■ **SUPPLIED PASSAGE**:
#####
The turn of the centuries was the time when the word “problem” was far more common than today’s “challenge”. It was a restless, depressive time. The boom of capitalism that was quite painful for an average person, the agonizing political atmosphere and the impending war hovering in the air, the horrors of the military time that beat the frightful expectations – all these drove new artistic impressions, new experiences and topics to dwell upon, new subjects that could not any longer be conveyed through the time-honoured styles like impressionism, realism or romanticism. Let’s compare.
Impressionism is the style that enabled an artist to capture the fleeting, changeable essence of being, the ephemeral quality of time, the fleeting beauty of unique moments – like flecks of sunlight and the play of shadows on drapery, a child’s laugh…there was no chance this light and joyful perception of the world could survive under the circumstances.
Realists depicted typical scenes, typical people, representatives of a certain class or a profession, with the most prominent characteristics demonstrated to the full against the characteristic background – it was not good to reveal the suppressed state of a person choking for breath in the whirlpool of tragic events.
Romanticists admired everything exotic and extraordinary, they glorified valour, the napoleon passions, they studied the role of a personality in history, the inner struggle between personal desires and the public good.
#####
■ **STORED DATA**:

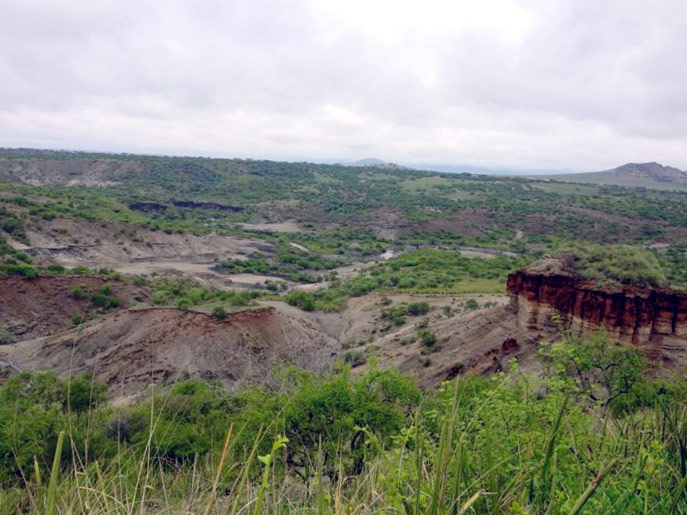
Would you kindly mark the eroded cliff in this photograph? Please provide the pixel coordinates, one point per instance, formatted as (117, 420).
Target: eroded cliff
(545, 300)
#####
■ **REQUIREMENTS**:
(a) In the passage on art at the turn of the centuries, what did Romanticists admire?
(b) Please carry on the passage on art at the turn of the centuries from its last sentence.

■ **ANSWERS PER TASK**:
(a) Everything exotic and extraordinary.

(b)
Yet the emotions of great people lost their charm for the artists who strived to convey the electric tension, the turmoil hanging thick in the air that common people breathed. Besides, real life provided the artists with the impressions and experiences so strong and appalling that realistic representation became meaningless. Shellbursts, mutilated bodies in the trenches, stumps and blood – this is what they saw during the war, and we may be thankful for the fact that they did not try to find the aesthetics in these images and did not leave us with the legacy of photographic portrayal of the war. This accounts for the fact that in early 20th century the artistic movements started to reject figurative representation and turned to experimenting with artistic devices and techniques (lines, colours, forms, the composition). They chose to paraphrase and encipher the impressions that earlier had been made obvious through the subject of a painting. These experiments opened the door to abstractionism, futurism, cubism, fauvism, suprematism and expressionism.
Expressionists saw agony and misery as the foundation of human existence and the key development driver. Happy people are calm and quiet, they do not have the need for growth and evolvement. Expressionists obsessed over negative emotions, their artistic ideal is “a bag of nerves” who cannot escape from suffering. Despair is the main character in expressionist paintings, and their theme song.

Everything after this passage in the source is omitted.